> 引用文
□ □ □ □

2019年7月24日
6月のコアCPIが1.2%に低下、為替相場調整の可能性
統計局が発表した6月の消費者物価指数(CPI)上昇率は前年同月比0.6%で、4カ月続いた加速傾向から鈍化に転じた。CPIから、自家用車所有にかかわる経費と住宅賃料を除いた、より生活実感に近いコアCPIの上昇率は1.2%と、2017年3月以来の低水準だった。
経済を取り巻く環境が不透明で先行き不安が広がるなか、エコノミストはシンガポール金融管理庁(MAS)は10月の金融政策会合で金融緩和を決めるとの観測を強めている。マレーシア系メイバンク・キム・エンのエコノミストは、MASはSドル為替相場を、緩やかなSドルの上昇を容認するとの方針から、Sドル相場を固定させる方針に変更すると予想している。

□ □ □ □

> 課題
上の6月の消費者物価指数に関する記事を、最後の文の後から書き継ぐこと。

□ □ □ □

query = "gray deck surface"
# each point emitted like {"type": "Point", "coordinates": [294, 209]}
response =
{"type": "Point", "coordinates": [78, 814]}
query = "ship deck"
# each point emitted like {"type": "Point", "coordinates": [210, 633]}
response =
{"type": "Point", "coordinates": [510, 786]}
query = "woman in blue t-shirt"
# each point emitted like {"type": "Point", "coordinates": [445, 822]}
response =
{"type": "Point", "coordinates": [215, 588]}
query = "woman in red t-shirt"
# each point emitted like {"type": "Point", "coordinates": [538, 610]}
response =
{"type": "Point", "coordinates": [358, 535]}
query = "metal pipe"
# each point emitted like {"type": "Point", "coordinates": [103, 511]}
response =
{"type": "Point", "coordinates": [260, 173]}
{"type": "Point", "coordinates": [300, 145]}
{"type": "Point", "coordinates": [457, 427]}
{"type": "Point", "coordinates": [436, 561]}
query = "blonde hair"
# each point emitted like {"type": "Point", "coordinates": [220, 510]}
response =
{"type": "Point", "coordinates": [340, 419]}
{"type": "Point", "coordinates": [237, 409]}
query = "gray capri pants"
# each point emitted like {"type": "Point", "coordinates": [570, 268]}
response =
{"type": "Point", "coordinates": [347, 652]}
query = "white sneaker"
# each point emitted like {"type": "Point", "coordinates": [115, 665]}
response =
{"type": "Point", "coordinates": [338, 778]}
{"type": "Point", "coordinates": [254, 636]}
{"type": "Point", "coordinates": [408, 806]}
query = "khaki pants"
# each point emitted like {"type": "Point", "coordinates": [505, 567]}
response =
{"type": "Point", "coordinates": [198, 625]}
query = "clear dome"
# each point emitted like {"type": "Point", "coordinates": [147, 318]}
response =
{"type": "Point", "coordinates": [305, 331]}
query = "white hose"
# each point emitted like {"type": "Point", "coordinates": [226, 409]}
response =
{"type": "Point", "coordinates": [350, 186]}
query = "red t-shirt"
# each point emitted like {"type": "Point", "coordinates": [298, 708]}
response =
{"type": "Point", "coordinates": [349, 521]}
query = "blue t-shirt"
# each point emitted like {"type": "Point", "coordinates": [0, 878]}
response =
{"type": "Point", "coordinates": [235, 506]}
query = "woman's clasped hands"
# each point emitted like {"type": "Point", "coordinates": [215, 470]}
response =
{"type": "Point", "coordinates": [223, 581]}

□ □ □ □

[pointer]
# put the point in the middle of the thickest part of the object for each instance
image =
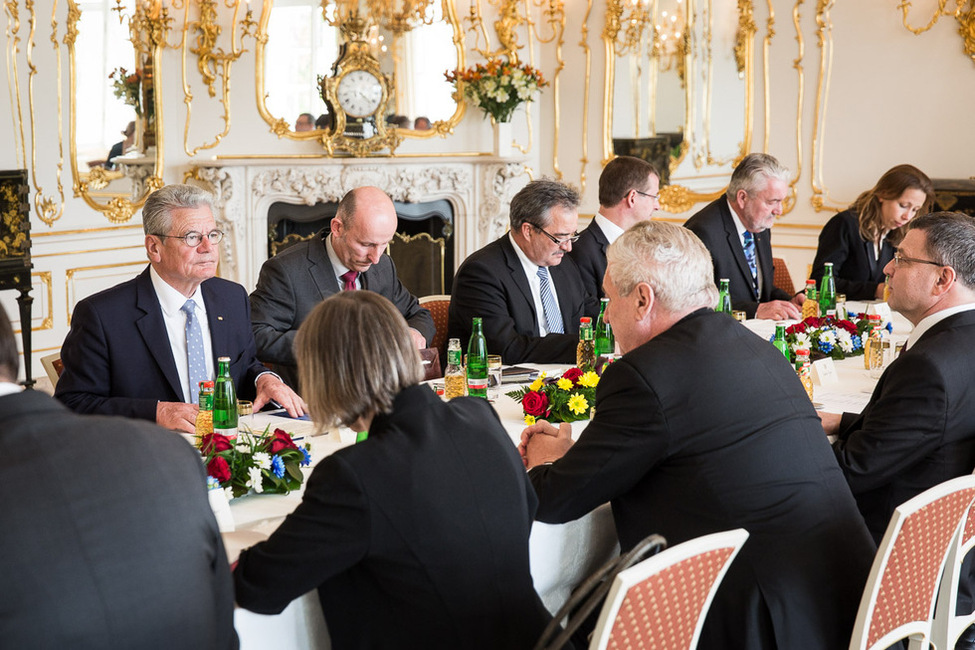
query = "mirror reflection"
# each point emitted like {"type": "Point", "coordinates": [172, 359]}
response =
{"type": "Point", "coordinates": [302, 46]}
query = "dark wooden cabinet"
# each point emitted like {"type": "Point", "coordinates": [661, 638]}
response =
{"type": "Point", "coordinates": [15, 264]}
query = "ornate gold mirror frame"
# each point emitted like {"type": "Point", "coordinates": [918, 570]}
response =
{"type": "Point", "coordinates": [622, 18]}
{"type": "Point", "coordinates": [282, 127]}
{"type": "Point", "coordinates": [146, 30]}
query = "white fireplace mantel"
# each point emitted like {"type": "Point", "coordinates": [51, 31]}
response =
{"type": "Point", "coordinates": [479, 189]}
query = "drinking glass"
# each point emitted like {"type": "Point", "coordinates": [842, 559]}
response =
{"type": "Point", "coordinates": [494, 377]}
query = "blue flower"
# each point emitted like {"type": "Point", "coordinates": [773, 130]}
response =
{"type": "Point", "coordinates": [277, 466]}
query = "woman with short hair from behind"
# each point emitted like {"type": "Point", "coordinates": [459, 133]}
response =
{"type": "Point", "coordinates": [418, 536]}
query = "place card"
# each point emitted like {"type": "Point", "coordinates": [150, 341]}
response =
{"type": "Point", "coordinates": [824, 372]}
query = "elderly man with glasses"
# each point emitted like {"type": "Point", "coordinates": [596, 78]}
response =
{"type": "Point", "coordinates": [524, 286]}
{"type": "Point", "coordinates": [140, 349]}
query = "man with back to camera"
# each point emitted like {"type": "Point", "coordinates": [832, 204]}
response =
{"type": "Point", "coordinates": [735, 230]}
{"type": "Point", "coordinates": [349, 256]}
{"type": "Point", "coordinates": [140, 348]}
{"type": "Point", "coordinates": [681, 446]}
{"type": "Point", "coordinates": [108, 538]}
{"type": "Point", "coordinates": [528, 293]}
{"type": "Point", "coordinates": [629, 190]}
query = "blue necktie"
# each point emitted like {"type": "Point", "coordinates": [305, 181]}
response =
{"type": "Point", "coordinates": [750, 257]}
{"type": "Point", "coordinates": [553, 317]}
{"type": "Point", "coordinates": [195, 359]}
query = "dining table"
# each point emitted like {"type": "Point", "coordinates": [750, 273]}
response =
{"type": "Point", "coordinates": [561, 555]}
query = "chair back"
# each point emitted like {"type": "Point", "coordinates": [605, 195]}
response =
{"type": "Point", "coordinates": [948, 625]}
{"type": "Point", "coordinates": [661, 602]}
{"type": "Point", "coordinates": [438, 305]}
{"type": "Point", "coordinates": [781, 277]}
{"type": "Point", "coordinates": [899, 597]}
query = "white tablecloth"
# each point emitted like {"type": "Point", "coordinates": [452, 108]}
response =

□ □ □ □

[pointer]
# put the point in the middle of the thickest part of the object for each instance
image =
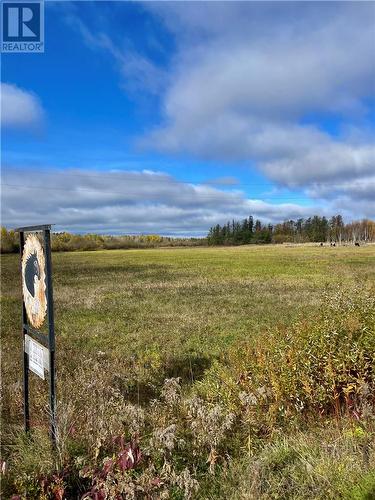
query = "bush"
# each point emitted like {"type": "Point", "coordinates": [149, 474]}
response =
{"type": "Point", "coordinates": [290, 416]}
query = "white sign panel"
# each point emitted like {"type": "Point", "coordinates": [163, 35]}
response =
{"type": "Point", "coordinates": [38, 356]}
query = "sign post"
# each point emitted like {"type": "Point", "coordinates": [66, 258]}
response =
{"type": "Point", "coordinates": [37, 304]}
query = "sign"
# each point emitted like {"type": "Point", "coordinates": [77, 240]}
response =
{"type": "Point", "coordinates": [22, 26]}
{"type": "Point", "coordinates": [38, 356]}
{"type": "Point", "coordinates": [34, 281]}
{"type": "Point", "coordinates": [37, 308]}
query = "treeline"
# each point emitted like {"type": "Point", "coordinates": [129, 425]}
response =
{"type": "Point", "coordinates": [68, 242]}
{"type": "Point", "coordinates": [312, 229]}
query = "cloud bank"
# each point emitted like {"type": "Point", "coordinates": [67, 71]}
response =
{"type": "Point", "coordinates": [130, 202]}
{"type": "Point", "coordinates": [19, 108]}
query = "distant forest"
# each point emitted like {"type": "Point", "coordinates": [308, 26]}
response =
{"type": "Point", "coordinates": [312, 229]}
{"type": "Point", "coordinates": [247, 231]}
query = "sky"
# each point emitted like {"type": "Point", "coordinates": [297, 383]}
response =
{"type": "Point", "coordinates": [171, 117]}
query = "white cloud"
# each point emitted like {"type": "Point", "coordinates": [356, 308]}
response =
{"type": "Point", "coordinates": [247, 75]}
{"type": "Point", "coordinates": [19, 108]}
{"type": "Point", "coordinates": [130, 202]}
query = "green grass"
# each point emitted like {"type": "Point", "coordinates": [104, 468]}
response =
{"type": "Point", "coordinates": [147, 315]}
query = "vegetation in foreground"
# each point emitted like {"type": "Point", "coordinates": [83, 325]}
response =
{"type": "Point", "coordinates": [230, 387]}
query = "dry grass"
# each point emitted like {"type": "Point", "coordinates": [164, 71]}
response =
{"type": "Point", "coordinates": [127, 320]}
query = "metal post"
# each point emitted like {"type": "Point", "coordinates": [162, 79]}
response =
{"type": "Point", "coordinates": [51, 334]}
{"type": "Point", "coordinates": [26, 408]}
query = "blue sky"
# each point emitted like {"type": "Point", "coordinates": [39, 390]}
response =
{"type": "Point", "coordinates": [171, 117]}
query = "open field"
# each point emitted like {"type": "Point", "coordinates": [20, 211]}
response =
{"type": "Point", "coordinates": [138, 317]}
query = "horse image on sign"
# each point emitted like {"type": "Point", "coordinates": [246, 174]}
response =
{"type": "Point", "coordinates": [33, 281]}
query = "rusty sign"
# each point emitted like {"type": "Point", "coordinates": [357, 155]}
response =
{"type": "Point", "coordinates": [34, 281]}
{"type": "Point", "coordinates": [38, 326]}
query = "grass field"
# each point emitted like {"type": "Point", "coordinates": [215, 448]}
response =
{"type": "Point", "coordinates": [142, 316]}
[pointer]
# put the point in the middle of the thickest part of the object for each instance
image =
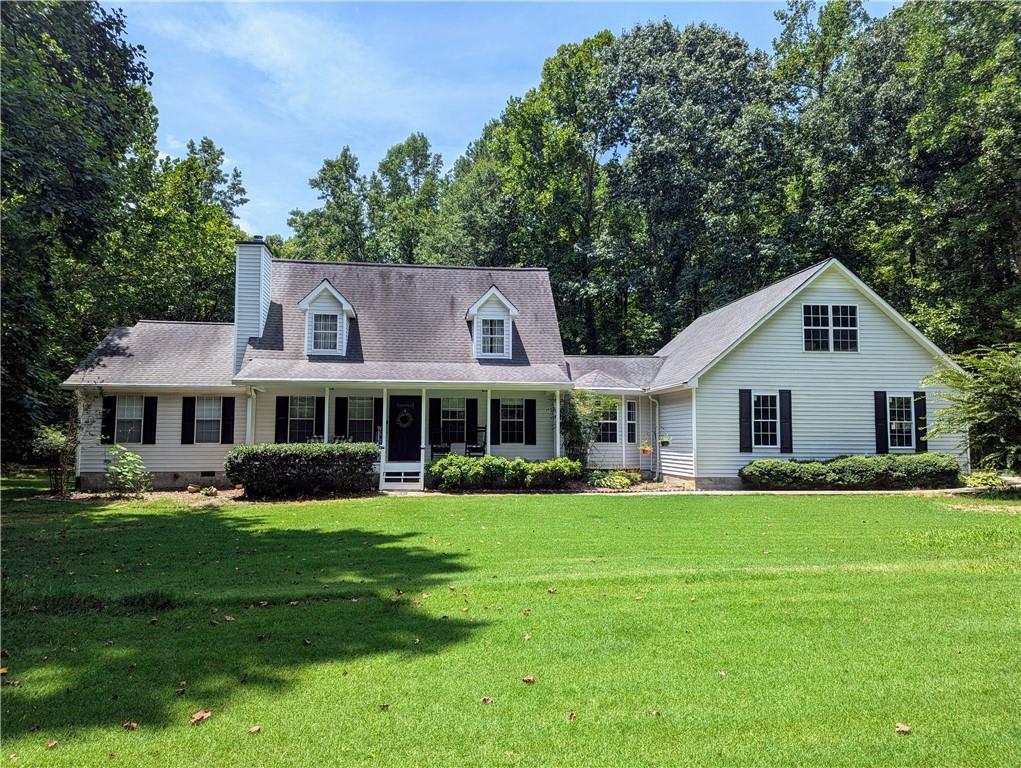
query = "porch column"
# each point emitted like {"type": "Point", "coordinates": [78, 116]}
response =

□ □ □ □

> 解答
通産省とMASは共同声明で、雇用市場は安定しているが、賃金上昇は物価上昇を招くほどの水準にはならない、との予想を示した。
CPIの項目別の動きでは、娯楽・文化経費は1.8%、食品は1.4%、医療は1.1%、家財・サービスは1.1%、それぞれ上昇。通信は1.8%低下。住居費・公益費は0.8%の低下だった。電力市場の開放が公益費の低下につながった。